- **TAREFA PROPOSTA A**: Mostra todas as linhas dos registos abaixo que contêm a palavra "boat", tendo em conta a distinção entre maiúsculas e minúsculas.

Entrevista às vencedoras do TORNADU’23 – Especial Dia da Mulher

Foi no dia 26 de fevereiro de 2023 que Gabriela Werdan, mais conhecida no mundo dos debates como “Gabi”, e Ana Cláudia Freitas, aka Hermione, se sagraram campeãs nacionais de Debate Competitivo Universitário. Hoje, no Dia da Mulher, divulgamos uma pequena entrevista àquela que foi a primeira dupla feminina a vencer o TORNADU – Torneio Nacional de Debate Universitário.

 

Pergunta 1: O que vos levou inicialmente a juntarem-se ao mundo do debate? 

 

Gabriela: Eu sou estudante de Química e sentia falta de um meio onde pudesse expressar mais que só números e fórmulas. Quando entrei no DCU (Debate Competitivo Universitário), no meu segundo ano, já não falava em público desde o fim do ensino secundário, e quis voltar a trabalhar nisso para não ficar tão nervosa. Não esperava que fosse tão divertido e que me fosse apegar tanto às pessoas, à SdDUP – Sociedade de Debates da Universidade do Porto, e ao movimento. Acabei por aprender muito mais do que esperava e não me arrependo de nada.

- **TAREFA PROPOSTA B**: Continua a entrevista às vencedoras do TORNADU’23 a partir do ponto em que o excerto termina.

- **MATERIAL FORNECIDO**:
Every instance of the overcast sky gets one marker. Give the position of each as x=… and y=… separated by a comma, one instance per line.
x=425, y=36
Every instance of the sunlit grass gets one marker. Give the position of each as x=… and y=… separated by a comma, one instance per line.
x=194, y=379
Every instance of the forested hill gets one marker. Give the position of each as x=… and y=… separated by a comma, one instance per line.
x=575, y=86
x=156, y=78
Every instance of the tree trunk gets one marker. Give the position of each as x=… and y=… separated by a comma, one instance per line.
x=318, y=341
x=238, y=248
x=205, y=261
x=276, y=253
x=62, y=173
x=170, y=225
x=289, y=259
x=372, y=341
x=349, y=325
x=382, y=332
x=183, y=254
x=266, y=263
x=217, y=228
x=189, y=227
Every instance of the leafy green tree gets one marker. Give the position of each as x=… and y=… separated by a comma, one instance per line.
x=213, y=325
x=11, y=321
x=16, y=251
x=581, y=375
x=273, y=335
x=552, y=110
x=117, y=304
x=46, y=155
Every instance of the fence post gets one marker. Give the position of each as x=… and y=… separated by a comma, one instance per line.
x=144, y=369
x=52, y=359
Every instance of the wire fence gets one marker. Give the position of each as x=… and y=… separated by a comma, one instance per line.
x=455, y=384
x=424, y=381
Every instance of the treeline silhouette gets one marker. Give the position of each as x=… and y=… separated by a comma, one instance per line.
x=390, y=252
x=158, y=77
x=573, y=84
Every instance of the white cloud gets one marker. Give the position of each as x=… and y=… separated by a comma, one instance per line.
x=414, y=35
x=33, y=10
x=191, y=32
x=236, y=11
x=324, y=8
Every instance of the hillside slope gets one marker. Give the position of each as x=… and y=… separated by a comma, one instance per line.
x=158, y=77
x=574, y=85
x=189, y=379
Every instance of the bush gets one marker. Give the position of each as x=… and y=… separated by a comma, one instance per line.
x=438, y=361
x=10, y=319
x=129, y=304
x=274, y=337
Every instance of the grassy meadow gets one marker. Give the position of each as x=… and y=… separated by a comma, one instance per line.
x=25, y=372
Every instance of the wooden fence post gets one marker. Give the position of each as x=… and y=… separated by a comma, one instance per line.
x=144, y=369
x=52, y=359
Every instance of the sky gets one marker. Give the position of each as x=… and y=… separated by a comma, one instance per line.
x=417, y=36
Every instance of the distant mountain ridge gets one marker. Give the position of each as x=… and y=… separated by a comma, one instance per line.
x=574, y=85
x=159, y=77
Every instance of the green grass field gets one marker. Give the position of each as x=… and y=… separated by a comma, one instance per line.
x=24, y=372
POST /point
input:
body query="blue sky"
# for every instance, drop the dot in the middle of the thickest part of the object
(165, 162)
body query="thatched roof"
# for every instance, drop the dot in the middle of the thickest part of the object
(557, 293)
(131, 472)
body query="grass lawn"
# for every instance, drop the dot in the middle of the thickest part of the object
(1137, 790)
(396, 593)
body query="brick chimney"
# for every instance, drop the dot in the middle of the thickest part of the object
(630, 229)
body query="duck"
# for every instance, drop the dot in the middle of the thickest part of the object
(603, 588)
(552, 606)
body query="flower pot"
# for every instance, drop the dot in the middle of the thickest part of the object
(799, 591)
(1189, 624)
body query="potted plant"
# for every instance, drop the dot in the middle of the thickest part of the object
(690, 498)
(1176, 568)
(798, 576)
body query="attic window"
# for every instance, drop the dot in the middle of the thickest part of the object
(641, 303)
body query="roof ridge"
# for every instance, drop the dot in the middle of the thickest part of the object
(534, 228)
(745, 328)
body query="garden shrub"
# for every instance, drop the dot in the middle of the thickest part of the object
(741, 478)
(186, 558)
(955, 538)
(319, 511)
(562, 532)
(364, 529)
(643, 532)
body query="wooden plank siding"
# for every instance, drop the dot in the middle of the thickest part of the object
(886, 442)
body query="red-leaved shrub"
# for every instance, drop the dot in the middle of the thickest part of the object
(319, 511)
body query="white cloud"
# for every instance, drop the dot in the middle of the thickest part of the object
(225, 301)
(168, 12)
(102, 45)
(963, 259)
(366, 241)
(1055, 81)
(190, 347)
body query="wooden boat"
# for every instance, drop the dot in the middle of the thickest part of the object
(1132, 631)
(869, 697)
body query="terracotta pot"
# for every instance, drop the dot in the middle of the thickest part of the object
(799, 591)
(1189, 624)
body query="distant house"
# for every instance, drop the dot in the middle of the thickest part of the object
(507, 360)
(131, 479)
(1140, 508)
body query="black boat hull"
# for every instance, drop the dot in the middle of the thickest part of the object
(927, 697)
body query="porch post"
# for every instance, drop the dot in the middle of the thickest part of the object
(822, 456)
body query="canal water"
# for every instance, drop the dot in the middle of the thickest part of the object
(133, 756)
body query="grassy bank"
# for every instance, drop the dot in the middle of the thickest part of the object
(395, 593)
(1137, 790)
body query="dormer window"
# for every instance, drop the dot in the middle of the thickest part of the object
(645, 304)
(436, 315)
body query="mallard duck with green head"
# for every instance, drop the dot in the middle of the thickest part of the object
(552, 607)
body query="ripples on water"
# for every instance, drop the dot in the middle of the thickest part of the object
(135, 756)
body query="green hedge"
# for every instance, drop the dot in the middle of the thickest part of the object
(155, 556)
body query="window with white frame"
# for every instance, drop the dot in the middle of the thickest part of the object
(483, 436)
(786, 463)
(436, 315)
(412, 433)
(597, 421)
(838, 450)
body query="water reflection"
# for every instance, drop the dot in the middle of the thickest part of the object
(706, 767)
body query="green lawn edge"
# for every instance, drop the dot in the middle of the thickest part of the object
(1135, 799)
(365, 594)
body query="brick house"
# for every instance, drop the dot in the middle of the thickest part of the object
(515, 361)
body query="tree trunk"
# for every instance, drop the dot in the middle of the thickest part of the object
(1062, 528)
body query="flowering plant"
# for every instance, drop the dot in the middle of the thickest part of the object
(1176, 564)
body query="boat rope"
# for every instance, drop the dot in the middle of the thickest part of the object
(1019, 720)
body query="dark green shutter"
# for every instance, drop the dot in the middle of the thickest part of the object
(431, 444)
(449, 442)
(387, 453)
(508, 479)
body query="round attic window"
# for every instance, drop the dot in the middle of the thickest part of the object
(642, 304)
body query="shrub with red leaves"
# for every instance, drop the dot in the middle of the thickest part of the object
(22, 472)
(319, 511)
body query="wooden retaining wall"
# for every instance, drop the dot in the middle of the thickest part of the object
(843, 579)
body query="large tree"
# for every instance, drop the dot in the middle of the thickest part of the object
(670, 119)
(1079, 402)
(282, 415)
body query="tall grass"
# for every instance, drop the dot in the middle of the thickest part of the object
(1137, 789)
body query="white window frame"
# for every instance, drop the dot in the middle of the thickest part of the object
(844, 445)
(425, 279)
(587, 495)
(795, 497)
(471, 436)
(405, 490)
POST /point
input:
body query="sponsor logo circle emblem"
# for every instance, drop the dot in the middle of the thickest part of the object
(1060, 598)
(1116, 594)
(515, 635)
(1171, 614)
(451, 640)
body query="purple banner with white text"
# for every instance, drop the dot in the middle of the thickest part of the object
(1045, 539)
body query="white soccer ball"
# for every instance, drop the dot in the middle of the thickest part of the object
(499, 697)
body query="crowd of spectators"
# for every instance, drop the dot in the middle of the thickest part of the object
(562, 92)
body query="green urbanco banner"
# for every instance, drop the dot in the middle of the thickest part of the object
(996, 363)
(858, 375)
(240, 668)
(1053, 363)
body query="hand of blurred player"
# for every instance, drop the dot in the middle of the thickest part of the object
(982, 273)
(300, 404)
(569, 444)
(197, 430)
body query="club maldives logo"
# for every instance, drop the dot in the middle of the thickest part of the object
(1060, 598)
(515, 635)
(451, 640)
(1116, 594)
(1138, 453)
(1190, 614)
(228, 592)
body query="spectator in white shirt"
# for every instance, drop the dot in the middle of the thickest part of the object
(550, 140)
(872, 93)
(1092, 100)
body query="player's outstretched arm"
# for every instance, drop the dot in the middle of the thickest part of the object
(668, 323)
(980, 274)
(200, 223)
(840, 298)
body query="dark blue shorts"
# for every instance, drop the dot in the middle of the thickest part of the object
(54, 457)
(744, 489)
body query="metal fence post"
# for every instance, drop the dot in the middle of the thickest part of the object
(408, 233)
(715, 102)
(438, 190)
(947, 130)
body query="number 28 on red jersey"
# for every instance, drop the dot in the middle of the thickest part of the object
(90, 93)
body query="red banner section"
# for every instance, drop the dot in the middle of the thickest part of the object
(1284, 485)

- **RESULTADO FINAL A**:
body query="wooden boat"
body query="black boat hull"
body query="boat rope"

- **RESULTADO FINAL B**:
 

Ana Cláudia: Infelizmente só me juntei no meu segundo ano de licenciatura (da primeira), apesar de já me terem falado e ter despertado algum interesse. Mais tarde houve algumas pessoas a insistir, nomeadamente o Brandão, e comecei a aparecer, cada vez mais regularmente, até que a ADAUM – Associação de Debates Académicos da Universidade do Minho se tornou para mim a Casa e, ao mesmo tempo, o bebé, que eu nunca imaginava que pudesse ser.

 

Pergunta 2: Poderiam fazer um breve resumo do vosso percurso no debate universitário? 

 

Gabriela: Comecei em 2019, no Distrital do Porto. Entretanto participei de 3 TorNaDUs, e de uma dúzia de torneios (em formato online e em formato presencial), alguns brasileiros, mas a maioria portugueses. Cheguei às meias-finais em alguns deles, e estive num Top 10 Oradores. Também fui traçando o meu percurso mais associativo em paralelo, fui presidente da SdDUP, e atualmente vice-presidente do CNADU.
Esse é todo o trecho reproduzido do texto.